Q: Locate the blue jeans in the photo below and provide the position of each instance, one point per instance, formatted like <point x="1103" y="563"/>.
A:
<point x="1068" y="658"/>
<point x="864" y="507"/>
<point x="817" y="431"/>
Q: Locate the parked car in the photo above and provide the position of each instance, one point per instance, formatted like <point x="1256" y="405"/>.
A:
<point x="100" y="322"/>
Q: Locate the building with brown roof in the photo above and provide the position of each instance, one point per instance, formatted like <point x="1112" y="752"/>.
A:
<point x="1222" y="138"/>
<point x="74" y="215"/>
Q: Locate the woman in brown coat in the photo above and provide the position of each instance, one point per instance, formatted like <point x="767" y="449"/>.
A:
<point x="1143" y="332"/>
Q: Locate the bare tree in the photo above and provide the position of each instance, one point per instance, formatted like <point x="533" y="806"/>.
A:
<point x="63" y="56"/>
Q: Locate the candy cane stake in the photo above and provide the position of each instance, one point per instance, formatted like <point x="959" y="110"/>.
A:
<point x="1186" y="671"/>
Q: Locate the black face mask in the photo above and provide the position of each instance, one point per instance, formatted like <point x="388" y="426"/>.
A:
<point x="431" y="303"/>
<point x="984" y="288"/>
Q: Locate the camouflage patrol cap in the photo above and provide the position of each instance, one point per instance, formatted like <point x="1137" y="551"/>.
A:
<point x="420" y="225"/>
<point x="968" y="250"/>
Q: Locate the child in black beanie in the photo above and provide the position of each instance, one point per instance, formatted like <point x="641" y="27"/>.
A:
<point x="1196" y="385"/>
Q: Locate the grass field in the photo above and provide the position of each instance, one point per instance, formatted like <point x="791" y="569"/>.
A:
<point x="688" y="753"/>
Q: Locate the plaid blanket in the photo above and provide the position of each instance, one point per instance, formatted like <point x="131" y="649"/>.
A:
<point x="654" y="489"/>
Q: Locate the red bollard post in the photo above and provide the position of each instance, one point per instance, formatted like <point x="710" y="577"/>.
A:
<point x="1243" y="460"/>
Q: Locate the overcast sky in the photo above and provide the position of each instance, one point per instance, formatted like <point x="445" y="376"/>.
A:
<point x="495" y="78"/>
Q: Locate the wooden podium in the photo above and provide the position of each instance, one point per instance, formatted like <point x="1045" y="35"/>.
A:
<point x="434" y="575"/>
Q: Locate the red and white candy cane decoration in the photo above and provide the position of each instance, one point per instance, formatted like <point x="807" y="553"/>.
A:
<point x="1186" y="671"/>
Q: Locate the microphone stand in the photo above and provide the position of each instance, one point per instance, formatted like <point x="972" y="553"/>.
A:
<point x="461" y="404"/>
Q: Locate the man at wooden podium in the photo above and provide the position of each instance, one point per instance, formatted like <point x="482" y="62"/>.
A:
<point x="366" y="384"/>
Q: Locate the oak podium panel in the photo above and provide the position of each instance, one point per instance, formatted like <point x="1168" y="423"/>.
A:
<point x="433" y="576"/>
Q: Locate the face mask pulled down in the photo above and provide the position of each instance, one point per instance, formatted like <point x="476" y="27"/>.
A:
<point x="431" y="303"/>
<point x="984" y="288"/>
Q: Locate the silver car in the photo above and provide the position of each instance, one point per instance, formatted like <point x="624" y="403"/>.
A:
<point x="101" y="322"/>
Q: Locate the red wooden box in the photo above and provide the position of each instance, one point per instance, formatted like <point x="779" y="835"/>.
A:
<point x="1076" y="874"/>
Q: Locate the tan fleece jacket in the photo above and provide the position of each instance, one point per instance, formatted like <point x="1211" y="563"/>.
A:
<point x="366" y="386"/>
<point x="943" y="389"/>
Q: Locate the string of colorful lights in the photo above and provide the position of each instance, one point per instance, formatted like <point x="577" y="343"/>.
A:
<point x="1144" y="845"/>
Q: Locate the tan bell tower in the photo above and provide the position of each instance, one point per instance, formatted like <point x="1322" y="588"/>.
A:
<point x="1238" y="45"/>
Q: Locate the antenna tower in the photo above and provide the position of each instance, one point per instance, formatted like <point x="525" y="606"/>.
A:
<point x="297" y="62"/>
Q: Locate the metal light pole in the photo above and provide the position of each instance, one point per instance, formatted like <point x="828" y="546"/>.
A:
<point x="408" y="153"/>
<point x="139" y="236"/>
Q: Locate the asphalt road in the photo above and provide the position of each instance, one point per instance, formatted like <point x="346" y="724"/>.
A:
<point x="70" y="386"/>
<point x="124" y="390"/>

□ □ □ □ □ □ □

= Exercise aim =
Reproduce all of the entries word for word.

= Answer to the problem =
Q: Locate the blue jeans in the photo below and provide the position of each instance, one point per instance, formatted like <point x="1103" y="563"/>.
A:
<point x="1068" y="658"/>
<point x="864" y="507"/>
<point x="817" y="431"/>
Q: Locate the parked car in the photo above and provide the position of each instance, one point per instance, formatted like <point x="1256" y="405"/>.
A:
<point x="100" y="322"/>
Q: Locate the building with brown roof in the photo above and provide the position of each instance, one point per instance, formatted like <point x="1112" y="752"/>.
A:
<point x="1222" y="138"/>
<point x="74" y="215"/>
Q: Locate the woman in brown coat in the photo above and provide the position of each instance, one point per instance, formatted like <point x="767" y="449"/>.
A:
<point x="1143" y="332"/>
Q: Locate the bare tree in the photo above and provide the position of each instance, one point per instance, formatted like <point x="533" y="806"/>.
A:
<point x="63" y="56"/>
Q: Locate the candy cane stake in the photo above and provide the position of each instance, one point per instance, formatted like <point x="959" y="110"/>.
A:
<point x="1186" y="671"/>
Q: Locate the black face mask in the photo above and provide the position of each instance, one point per instance, formatted like <point x="388" y="426"/>.
A:
<point x="431" y="303"/>
<point x="984" y="288"/>
Q: Locate the camouflage patrol cap in the photo above and provide the position of each instance, one point per instance, formatted like <point x="1137" y="551"/>.
A:
<point x="420" y="225"/>
<point x="968" y="250"/>
Q: Locate the child in black beanie in the photo above and provide the position of each instance, one point per instance, formatted like <point x="641" y="27"/>.
A:
<point x="1196" y="385"/>
Q: Locate the grass field in the photo above and provide the position of each instance, one point per instance, formatted like <point x="791" y="569"/>.
A:
<point x="688" y="753"/>
Q: Locate the plaid blanket in the photo above and provide the position of each instance, one point per instance, formatted like <point x="131" y="649"/>.
A:
<point x="654" y="489"/>
Q: Locate the red bollard post in the photo above and provide the position of each instance, one point per instance, formatted like <point x="710" y="577"/>.
A:
<point x="1243" y="460"/>
Q: Locate the overcast sky in the photo above and provide the position of each instance, one point per instance, formatted like <point x="445" y="376"/>.
A:
<point x="495" y="78"/>
Q: Locate the wooden podium in the photo above and provide the position of each instance, one point per instance, formatted like <point x="1045" y="35"/>.
A:
<point x="434" y="575"/>
Q: Locate the red and white candy cane decoration in the photo above and provide the position of each instance, one point per instance, formatted like <point x="807" y="553"/>.
A:
<point x="1186" y="671"/>
Q: Locate the microphone stand in the photo above and provide the position of each instance, one point per instance, formatted like <point x="972" y="553"/>.
A:
<point x="461" y="404"/>
Q: Locate the man at wooden podium in the photo above and provide the position of each instance, one point per instance, formatted like <point x="482" y="62"/>.
A:
<point x="366" y="384"/>
Q: Locate the oak podium panel in the photo above and provide the position of each instance, one point per instance, formatted like <point x="1168" y="423"/>.
A:
<point x="433" y="576"/>
Q: Locate the face mask pulled down in the photo above and provide the position of each instance, one point per instance, formatted like <point x="476" y="27"/>.
A:
<point x="431" y="303"/>
<point x="984" y="288"/>
Q: Locate the silver car in the photo above and provide the position of each instance, one point per instance, formatted like <point x="624" y="403"/>.
A:
<point x="101" y="322"/>
Q: Locate the red wooden box in the photo above and provide the position of each instance, one point per instance, formatted like <point x="779" y="835"/>.
A:
<point x="1076" y="874"/>
Q: Locate the tan fleece jacket in the photo above and provide the position of each instance, one point per instance, formatted like <point x="1211" y="563"/>.
A:
<point x="366" y="386"/>
<point x="943" y="389"/>
Q: Locate the string of colorful lights in the photo above and provide the position of each instance, one point per instance, formatted like <point x="577" y="343"/>.
A:
<point x="1144" y="845"/>
Q: Locate the tan bell tower in the photo above and provide the position of each instance, one point per instance, formatted like <point x="1322" y="588"/>.
A:
<point x="1238" y="45"/>
Q: Locate the antenna tower in the photo above and provide the position of each instance, one point per instance, formatted like <point x="525" y="606"/>.
A:
<point x="297" y="62"/>
Q: Locate the metal light pole in the photo above and provide the position of each instance, one point per instance, formatted like <point x="828" y="546"/>.
A:
<point x="408" y="153"/>
<point x="139" y="236"/>
Q: Locate the asphalt road in the photo above and provide the position of each instance, one point per instance, formatted like <point x="346" y="724"/>.
A:
<point x="70" y="386"/>
<point x="124" y="390"/>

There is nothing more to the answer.